● Directions for this task: Return every line in the records below that contains the string "white", matching upper and lower case exactly.

● Given entries:
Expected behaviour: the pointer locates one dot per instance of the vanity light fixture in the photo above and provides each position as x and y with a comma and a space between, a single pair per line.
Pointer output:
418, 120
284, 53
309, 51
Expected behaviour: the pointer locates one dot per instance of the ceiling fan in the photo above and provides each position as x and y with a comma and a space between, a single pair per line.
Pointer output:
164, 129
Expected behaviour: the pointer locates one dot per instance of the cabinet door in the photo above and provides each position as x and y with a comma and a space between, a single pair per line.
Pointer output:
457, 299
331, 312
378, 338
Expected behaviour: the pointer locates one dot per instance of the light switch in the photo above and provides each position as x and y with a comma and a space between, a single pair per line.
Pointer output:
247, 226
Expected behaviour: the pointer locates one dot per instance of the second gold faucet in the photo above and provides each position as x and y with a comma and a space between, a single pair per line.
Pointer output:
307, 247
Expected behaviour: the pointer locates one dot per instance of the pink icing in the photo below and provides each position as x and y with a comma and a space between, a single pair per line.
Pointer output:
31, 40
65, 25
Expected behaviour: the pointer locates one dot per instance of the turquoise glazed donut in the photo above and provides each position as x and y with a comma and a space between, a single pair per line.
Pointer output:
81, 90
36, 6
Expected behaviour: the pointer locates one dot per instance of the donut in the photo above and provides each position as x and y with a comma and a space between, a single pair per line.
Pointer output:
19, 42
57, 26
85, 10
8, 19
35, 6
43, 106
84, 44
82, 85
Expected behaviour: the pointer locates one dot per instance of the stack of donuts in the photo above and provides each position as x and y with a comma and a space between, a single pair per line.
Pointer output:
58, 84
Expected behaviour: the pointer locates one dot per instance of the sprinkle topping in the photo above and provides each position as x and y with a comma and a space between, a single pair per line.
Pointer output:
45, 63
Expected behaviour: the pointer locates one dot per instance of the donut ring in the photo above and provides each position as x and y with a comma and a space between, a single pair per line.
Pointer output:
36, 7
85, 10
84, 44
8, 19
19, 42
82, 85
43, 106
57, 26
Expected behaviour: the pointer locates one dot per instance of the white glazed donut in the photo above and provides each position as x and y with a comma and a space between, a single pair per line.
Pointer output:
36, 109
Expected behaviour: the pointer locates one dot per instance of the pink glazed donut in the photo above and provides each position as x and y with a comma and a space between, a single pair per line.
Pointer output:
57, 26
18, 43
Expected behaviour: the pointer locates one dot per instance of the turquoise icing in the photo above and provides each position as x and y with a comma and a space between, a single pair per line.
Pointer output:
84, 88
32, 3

--

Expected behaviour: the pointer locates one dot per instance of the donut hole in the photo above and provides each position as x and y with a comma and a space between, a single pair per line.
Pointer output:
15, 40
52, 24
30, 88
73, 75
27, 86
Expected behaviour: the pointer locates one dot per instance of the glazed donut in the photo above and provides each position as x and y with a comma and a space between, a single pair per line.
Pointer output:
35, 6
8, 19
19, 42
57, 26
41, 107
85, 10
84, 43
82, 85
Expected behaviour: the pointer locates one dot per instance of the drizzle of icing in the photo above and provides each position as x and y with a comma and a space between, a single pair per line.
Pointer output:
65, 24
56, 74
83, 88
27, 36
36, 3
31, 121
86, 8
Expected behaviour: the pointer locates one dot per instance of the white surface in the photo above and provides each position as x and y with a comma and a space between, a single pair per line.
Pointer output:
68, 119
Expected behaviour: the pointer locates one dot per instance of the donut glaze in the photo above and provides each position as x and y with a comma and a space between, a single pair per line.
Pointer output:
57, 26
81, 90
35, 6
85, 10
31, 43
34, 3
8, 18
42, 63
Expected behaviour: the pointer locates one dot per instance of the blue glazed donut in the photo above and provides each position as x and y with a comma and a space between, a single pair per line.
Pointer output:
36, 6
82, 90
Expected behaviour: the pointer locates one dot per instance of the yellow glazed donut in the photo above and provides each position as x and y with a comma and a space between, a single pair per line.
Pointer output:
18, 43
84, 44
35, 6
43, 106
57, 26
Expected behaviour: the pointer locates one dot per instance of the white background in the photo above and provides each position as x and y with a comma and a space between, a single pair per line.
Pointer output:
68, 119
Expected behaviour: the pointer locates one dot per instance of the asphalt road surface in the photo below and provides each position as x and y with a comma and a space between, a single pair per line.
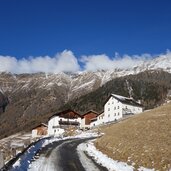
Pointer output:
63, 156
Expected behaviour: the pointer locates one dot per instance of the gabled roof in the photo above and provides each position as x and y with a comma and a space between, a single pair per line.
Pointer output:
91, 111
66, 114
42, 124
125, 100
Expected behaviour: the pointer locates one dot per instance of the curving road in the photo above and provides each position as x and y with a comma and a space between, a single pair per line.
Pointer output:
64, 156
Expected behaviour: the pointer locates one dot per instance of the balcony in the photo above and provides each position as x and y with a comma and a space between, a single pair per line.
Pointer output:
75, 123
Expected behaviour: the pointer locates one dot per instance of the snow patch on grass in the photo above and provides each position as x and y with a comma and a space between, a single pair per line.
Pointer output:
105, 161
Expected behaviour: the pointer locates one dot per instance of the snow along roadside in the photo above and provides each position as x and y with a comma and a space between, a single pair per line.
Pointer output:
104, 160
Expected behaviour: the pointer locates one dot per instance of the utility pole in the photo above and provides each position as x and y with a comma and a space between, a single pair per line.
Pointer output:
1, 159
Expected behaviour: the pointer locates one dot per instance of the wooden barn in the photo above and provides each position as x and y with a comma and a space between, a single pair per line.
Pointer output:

* * *

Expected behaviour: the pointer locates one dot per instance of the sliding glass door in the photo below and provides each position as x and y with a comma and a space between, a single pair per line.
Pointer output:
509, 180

● Result below:
Expected behaviour: the pointer locates one dot per instance of the white glazed donut in the photo above and provides each position as x and y with a comma and a space between, a single pair per line.
Expected behaviour: the pointer locates one dot per instance of the white surface in the photo above and provides each position as x and y with a comma and a space between, a single pair per line.
Expected behaviour: the pointer locates one dot per instance of the white background in the photo above and provides each position as x and y with a comma and a space between, a single pair per line.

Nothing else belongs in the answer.